Print everything from "The BBC's Mohammed" down to "of these protests." in the article about the Cape Town sanitation protests, word for word.

→ **Source**:
--- BEGIN ---
Cape Town 'poo wars': Mass arrests in South Africa
At least 180 people have been arrested, some carrying bags of human waste, ahead of a planned protest over the lack of proper sanitation in the South African city of Cape Town.
Despite the arrests, some bags of waste were dumped inside some local government offices, local media say.
Last week, raw sewage was thrown at opposition leader Helen Zille as she toured poor areas of the city.
She is premier of Western Cape - the only province not run by the ANC.
The BBC's Mohammed Allie in Cape Town says there is no doubt that housing and sanitation are a real problem in Cape Town but many people are asking why these protests have only taken place in Cape Town, when the same issue exists elsewhere in the country.
The African National Congress (ANC) has distanced itself from the manner of these protests.
At the moment, many township residents share outside toilets, where conditions are often unhygienic and where some women have been raped at night.
--- END ---
→ **Data lines**:
--- BEGIN ---
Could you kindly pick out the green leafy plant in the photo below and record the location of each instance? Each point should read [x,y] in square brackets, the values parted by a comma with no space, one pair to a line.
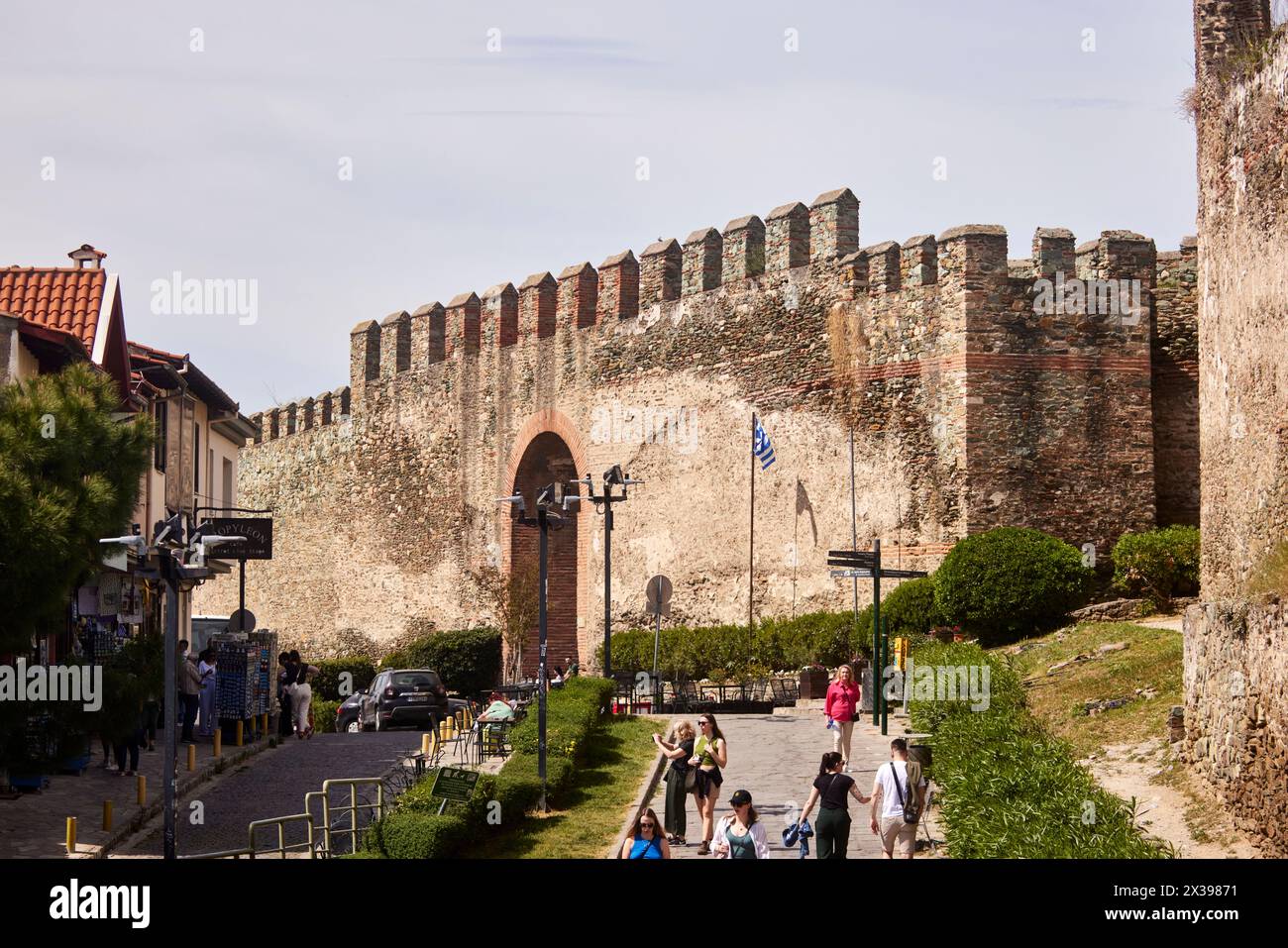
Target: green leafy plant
[1158,565]
[1004,583]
--- END ---
→ **Solution for this exercise**:
The BBC's Mohammed Allie in Cape Town says there is no doubt that housing and sanitation are a real problem in Cape Town but many people are asking why these protests have only taken place in Cape Town, when the same issue exists elsewhere in the country.
The African National Congress (ANC) has distanced itself from the manner of these protests.